___ THE RECORDS
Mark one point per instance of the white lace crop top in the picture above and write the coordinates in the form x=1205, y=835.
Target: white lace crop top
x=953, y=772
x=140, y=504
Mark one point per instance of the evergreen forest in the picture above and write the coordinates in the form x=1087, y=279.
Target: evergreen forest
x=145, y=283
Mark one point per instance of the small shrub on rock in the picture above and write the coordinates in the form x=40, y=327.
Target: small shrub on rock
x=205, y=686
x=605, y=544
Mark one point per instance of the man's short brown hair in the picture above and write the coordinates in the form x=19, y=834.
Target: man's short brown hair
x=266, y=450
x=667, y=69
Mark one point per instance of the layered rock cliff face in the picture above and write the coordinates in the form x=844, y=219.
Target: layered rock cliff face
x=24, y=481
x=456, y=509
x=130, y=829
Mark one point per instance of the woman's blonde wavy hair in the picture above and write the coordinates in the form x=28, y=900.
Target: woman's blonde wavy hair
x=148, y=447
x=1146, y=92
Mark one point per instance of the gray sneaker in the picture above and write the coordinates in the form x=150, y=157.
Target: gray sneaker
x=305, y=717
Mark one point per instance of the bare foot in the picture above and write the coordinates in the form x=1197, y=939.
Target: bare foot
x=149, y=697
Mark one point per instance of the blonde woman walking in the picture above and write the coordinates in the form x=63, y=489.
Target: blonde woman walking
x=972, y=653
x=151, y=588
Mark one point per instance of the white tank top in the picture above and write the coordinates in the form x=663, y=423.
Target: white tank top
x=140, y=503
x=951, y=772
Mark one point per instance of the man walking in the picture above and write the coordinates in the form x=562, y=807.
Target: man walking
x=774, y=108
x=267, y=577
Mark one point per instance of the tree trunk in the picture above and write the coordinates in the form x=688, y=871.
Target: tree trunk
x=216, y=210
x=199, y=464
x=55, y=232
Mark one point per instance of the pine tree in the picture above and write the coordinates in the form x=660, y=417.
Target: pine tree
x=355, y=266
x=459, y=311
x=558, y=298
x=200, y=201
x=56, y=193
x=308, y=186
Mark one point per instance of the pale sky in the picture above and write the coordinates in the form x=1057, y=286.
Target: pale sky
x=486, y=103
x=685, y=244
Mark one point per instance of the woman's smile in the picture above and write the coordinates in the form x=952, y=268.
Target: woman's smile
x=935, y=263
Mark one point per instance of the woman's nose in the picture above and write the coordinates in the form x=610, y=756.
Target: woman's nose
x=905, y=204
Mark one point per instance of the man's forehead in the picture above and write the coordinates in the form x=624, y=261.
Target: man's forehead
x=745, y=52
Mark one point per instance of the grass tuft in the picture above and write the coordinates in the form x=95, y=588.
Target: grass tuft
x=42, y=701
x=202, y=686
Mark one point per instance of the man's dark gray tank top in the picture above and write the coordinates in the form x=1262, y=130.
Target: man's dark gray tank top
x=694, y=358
______
### YOUR INSTRUCTIONS
Your task is to write out every record exactly.

### RESPONSE TO THIS TASK
Mark one point per instance of the white lace crop top in the picture above and write the coordinates in the form x=1205, y=835.
Target: white lace crop top
x=953, y=772
x=140, y=504
Mark one point per instance of the evergreen forest in the picture above and write the coordinates in the form x=1087, y=279.
Target: evergreen forest
x=145, y=283
Mark one point per instance of the small shrub on rock in the picture above and write the coordinates in the form x=40, y=327.
Target: small shrub on rock
x=205, y=686
x=605, y=544
Mark one point per instance of the man's short brown hair in the picture above and write the coordinates in the form x=19, y=834.
Target: man's short brown hair
x=266, y=450
x=667, y=69
Mark one point per instance of the layered rock cliff face in the picture above and write the coordinates in the form x=844, y=219.
Target: layered rock cliff face
x=24, y=481
x=456, y=509
x=130, y=829
Mark one point per instance of the woman's blonde wavy hair in the picture above and write the coordinates in the form x=28, y=900.
Target: woman's blonde wavy hair
x=148, y=447
x=1146, y=92
Mark one point per instance of the gray sneaker in the picture above and write the coordinates in the form x=150, y=157.
Target: gray sneaker
x=305, y=717
Mark one point per instance of the bare foot in the picture above and write the coordinates in the form x=1197, y=939.
Target: bare foot
x=149, y=697
Mark one point per instance of the blonde woman walking in the picture above and write the coordinates in the form x=63, y=489.
Target: blonde woman walking
x=972, y=653
x=151, y=588
Mark one point per instance of the white tank top in the picture above and write the coordinates in the form x=663, y=423.
Target: white tank top
x=140, y=503
x=951, y=772
Mark one point per instance of the man walking in the picture above and write the coordinates in the form x=562, y=807.
Target: man walking
x=774, y=108
x=267, y=577
Mark one point per instance of the tree trunk in the picture above and write the coordinates in the form x=688, y=871.
Target: tree trunk
x=216, y=210
x=199, y=464
x=55, y=232
Mark one point per instance of the pine tree in the picture above and write the coordinates in the form x=660, y=417.
Target: pine tree
x=355, y=266
x=459, y=311
x=558, y=298
x=200, y=201
x=56, y=193
x=308, y=186
Mark one point per instance of the pale sky in the picture above and write the coordinates in the form x=1057, y=286.
Target: pale sky
x=486, y=103
x=685, y=244
Mark one point per instance of the woman's smile in the picture above and write the coordinates in the form x=952, y=268.
Target: woman's smile
x=935, y=263
Mark one point per instance of the woman's nose in the picture above and write the coordinates in the form x=610, y=756.
Target: woman's nose
x=905, y=204
Mark one point per instance of the man's forehead in the picture above and write the coordinates in the form x=624, y=261.
Target: man's forehead
x=745, y=52
Mark one point per instance of the grass tuft in the picture above and write the coordinates in the form x=95, y=588.
Target: grass tuft
x=42, y=701
x=202, y=686
Mark one point per instance of the man's dark gray tank top in the picture above and write the coordinates in the form x=1262, y=130.
Target: man's dark gray tank top
x=694, y=358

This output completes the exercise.